PROVIDED TEXT –
Oh my gosh, hearing aids. My Mom's hearing doctor said there wasn't anything more she could do for Mom as her hearing was too far gone. Mom was determined that there were hearing aids out there that would work for her. We ran from one hearing aid place to another to another to another. Some would barely help but there was constant user error.

Eventually when my Mom went into long-term-care, the hearing aids because useless, plus my Mom was always misplacing them. So I can understand why your brother wasn't gun-ho to get new hearing aids for your Mom.

Sounds like you don't have boots on the ground on a regular basis to help your brother to know everything that he is going through. I know for myself, when my parents were in memory care and in long-term-care I never got a full nights sleep due to all the anxiety.
Helpful Answer (3)

You are trying to micromanage from a distance which happens to be one of the biggest complaints from first line caregivers. Your persistance may lead to him further distancing from you. You expect a person with a toddlers mind manage hearing aids on her own, and she refuses them. They cost from 2 to 6 k and there is a possibility she can lose them the next day. Do you see how well meaning your expectations are and you will not even be with her 24/7 to protect the devices rather than helping your brother with her care?
My mom made hers disappear in AL. She insists that she does not have a hearing problem so we go with the flow.
Helpful Answer (2)

the hearing aids are fully insured-and she is due a new set -was due 2 years ago-they don’t go to appointments-
I asked how to approach a subject of taking her for a new test- got told off and cussed out
Backstory- I was there as my dads caregiver when he was diagnosed w pancreatic cancer-I moved in my parents house in NY -I live in Canada-until he died months later -with my young teen daughter living in Canada without me very hard-and then had my own daughter’s 9 surgeries in 3 years out of state at a specialized hospital in Florida to deal with-my brothers all knew I had that going on -no help at all just the bs post good luck with the surgery

So ok
I will not interfere with his decision to not to get hearing aids
Even though it is completely covered by insurance
And not say a word that he fired her nurse that my Dad had loved and felt like family -because my brother thought she was too expensive/
My mom was paying
but I am out of line because I am not there enough
They also gift thousands of dollars to their kids at Christmas from my mom-
Again no one can ask any questions about-He told me to F off when I asked if mom wouldn’t need that money
My mom by the way is in a full care facility my brother stops by
With his laptop and watches basketball
Helpful Answer (1)

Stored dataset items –
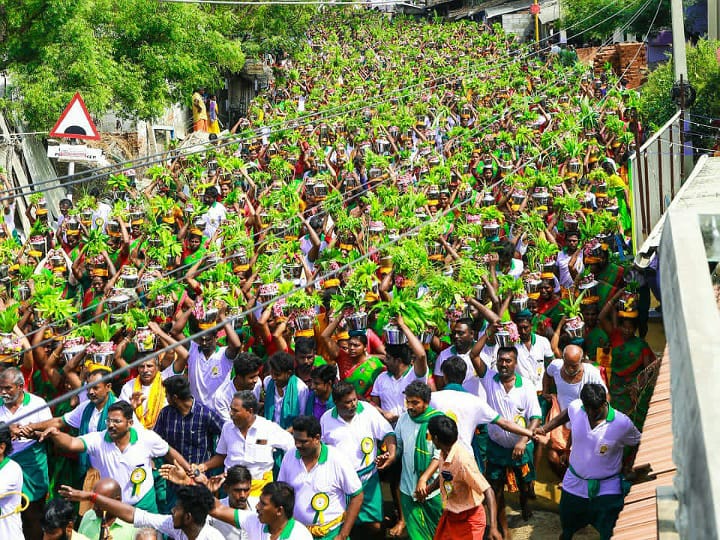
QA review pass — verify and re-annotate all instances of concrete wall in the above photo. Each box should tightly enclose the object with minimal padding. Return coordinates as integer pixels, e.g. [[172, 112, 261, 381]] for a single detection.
[[502, 13, 535, 41], [660, 208, 720, 540]]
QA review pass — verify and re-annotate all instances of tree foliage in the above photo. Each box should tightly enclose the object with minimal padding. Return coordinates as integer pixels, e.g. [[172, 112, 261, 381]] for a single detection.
[[640, 39, 720, 148], [0, 0, 308, 130], [560, 0, 676, 45]]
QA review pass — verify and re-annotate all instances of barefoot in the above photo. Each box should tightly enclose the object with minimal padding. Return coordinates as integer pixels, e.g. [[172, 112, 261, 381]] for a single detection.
[[388, 520, 405, 538]]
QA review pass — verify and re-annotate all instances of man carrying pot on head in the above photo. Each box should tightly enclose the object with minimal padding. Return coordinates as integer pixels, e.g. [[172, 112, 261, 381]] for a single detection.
[[543, 345, 607, 477], [433, 317, 475, 390], [470, 346, 542, 534], [170, 309, 242, 407], [119, 346, 187, 429], [0, 367, 51, 538], [39, 401, 190, 521], [320, 381, 397, 538]]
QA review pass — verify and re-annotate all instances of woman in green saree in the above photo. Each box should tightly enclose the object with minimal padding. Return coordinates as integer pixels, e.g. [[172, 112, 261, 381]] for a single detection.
[[600, 293, 656, 429]]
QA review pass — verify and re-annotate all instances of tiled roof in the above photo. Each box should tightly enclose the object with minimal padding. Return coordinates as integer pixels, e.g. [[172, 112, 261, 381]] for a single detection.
[[613, 348, 676, 540]]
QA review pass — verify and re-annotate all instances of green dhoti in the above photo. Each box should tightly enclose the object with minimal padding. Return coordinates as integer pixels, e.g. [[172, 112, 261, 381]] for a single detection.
[[400, 493, 442, 540], [10, 443, 49, 502]]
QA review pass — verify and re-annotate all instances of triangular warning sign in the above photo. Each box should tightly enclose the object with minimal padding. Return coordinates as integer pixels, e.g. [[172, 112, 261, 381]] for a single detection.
[[48, 92, 100, 141]]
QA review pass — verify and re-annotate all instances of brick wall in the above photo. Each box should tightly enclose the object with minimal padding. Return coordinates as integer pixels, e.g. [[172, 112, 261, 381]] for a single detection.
[[577, 43, 648, 88]]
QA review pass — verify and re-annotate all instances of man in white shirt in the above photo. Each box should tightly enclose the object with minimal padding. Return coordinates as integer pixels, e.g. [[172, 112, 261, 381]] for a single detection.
[[212, 352, 263, 422], [40, 401, 190, 510], [471, 346, 542, 534], [370, 317, 428, 425], [0, 426, 25, 540], [119, 357, 184, 429], [211, 482, 313, 540], [208, 465, 258, 540], [203, 186, 227, 238], [197, 390, 294, 497], [21, 367, 142, 478], [0, 367, 52, 538], [515, 311, 555, 395], [171, 308, 242, 408], [58, 480, 224, 540], [555, 232, 585, 289], [433, 318, 475, 390], [543, 345, 607, 478], [370, 317, 429, 534], [430, 356, 532, 472], [320, 381, 397, 537], [279, 416, 363, 540], [536, 383, 641, 540]]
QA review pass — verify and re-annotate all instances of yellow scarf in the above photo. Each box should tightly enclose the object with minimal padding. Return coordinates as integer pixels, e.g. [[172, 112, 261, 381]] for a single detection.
[[133, 372, 165, 429]]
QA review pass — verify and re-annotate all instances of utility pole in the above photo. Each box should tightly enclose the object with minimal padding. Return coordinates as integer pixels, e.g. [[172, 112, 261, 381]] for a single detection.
[[670, 0, 696, 182]]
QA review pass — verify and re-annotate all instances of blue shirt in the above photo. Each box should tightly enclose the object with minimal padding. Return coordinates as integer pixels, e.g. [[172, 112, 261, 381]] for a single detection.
[[154, 400, 224, 463]]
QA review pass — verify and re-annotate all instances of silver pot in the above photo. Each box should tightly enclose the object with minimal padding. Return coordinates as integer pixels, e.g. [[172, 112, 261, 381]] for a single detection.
[[383, 324, 407, 345], [134, 326, 157, 352], [106, 294, 130, 317], [564, 317, 585, 338], [92, 343, 115, 367], [120, 274, 138, 289], [283, 263, 303, 279], [510, 296, 528, 313], [495, 330, 514, 347], [345, 311, 367, 330], [473, 283, 485, 302], [295, 315, 315, 330], [155, 302, 175, 317], [483, 224, 500, 238], [17, 281, 31, 301], [63, 345, 87, 363], [418, 328, 435, 345]]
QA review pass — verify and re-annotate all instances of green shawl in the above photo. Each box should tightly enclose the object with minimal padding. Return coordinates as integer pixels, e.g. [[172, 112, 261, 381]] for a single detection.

WORK INSTRUCTIONS –
1. Write out everything in the forum thread about hearing aids from "Helpful Answer (3)" down to "Helpful Answer (2)".
2. State whether each statement agrees with the forum thread about hearing aids, answering yes or no and quoting the words from the thread that decide it: (a) the mother's hearing aids are fully insured; (b) the mother lives at home with the brother; (c) hearing aids cost from 2 to 6 k.
3. In the forum thread about hearing aids, why did the brother fire the nurse?
The listing has no connection to the forum thread about hearing aids.

SOLVED TASKS –
1.
Helpful Answer (3)

You are trying to micromanage from a distance which happens to be one of the biggest complaints from first line caregivers. Your persistance may lead to him further distancing from you. You expect a person with a toddlers mind manage hearing aids on her own, and she refuses them. They cost from 2 to 6 k and there is a possibility she can lose them the next day. Do you see how well meaning your expectations are and you will not even be with her 24/7 to protect the devices rather than helping your brother with her care?
My mom made hers disappear in AL. She insists that she does not have a hearing problem so we go with the flow.
Helpful Answer (2)

2.
(a) Yes: "the hearing aids are fully insured"
(b) No: "My mom by the way is in a full care facility my brother stops by"
(c) Yes: "They cost from 2 to 6 k"

3. He thought she was too expensive.